**Objective:**
Reproduce the passage of the IMF seminar announcement between "Alan Gelb is" and "and sociology journals.", inclusive.
--- start of Document excerpt ---
IMF Seminars, Conferences, Workshops and Economic Forums
The Taxation of Petroleum and Minerals
Please RSVP acceptances only to email@example.com and include “Taxing Natural Resources” in the subject line. Guests are asked to arrive 10-15 minutes before the event to allow time for registration.
There are few areas of economic policymaking in which the returns to good decisions are so high—and the punishment of bad decisions so cruel—as in the management of natural resource wealth.
Rich endowments of oil, gas and minerals have set some countries on courses of sustained and robust prosperity; but they have left others riddled with corruption and persistent poverty, with little of lasting value to show for squandered wealth. And amongst the most important of these decisions are those relating to the tax treatment of oil, gas, and minerals.
Join panelists for a discussion on these and related topics to launch The Taxation of Petroleum and Minerals: Principles, Problems, and Practice, edited by Philip Daniel, Michael Keen, and Charles McPherson.
Alan Gelb is Senior Fellow at the Center for Global Development. He was previously Director, Development Policy and Chief Economist for Africa at the World Bank. His areas of work include the management of resource-rich economies, African development, and aid mechanisms and allocation. He is the author of several books and of articles in economics, business and sociology journals.
Ian Gary is Senior Policy Manager for Extractive Industries with Oxfam America. He has held positions with the Ford Foundation and Catholic Relief Services as well as international development organizations in the U.S. and Africa. Ian is the author of the Oxfam America report Ghana’s Big Test: Oil’s Challenge to Democratic Development (2009); co-author of Bottom of the Barrel: Africa’s Oil Boom and the Poor (2003); and Chad’s Oil: Miracle or Mirage? (2005). Ian was an advisor with the World Bank Extractive Industries Advisory Group from 2005-2009 and was a leading advocate in the Publish What You Pay U.S. coalition effort that culminated in a 2010 U.S. law requiring disclosure of payments from oil and mining companies to host governments around the world.
--- end of Document excerpt ---
--- start of Dataset extract ---
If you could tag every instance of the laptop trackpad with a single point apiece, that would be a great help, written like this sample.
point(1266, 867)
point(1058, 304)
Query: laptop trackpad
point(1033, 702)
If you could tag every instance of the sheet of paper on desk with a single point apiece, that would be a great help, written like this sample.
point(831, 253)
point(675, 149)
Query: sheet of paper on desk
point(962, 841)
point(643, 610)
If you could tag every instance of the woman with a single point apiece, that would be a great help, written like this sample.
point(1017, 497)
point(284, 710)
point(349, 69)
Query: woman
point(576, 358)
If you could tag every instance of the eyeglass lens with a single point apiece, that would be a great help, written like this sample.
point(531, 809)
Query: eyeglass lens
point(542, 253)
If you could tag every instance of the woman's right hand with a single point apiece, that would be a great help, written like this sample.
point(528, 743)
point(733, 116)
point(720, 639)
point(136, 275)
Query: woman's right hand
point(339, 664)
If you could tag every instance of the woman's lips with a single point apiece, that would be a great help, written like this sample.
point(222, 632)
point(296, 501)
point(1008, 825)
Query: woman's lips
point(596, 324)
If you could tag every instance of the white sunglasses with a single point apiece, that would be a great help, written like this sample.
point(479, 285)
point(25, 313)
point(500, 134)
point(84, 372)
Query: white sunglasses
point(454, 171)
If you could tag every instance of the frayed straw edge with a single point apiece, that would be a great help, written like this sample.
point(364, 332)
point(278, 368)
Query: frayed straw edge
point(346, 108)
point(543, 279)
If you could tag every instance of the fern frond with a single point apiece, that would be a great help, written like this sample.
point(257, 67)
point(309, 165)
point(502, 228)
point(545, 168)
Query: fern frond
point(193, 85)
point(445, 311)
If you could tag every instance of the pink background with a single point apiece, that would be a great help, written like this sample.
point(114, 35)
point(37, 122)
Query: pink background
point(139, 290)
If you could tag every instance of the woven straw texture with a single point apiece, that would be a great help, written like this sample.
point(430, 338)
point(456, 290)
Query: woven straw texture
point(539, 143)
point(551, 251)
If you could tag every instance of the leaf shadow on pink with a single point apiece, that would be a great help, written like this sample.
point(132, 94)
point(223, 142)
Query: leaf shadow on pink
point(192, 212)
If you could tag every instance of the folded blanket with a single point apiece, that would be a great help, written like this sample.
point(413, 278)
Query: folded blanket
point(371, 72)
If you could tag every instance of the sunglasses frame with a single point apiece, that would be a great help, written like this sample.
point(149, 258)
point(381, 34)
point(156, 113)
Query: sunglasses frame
--- end of Dataset extract ---
**Output of the task:**
Alan Gelb is Senior Fellow at the Center for Global Development. He was previously Director, Development Policy and Chief Economist for Africa at the World Bank. His areas of work include the management of resource-rich economies, African development, and aid mechanisms and allocation. He is the author of several books and of articles in economics, business and sociology journals.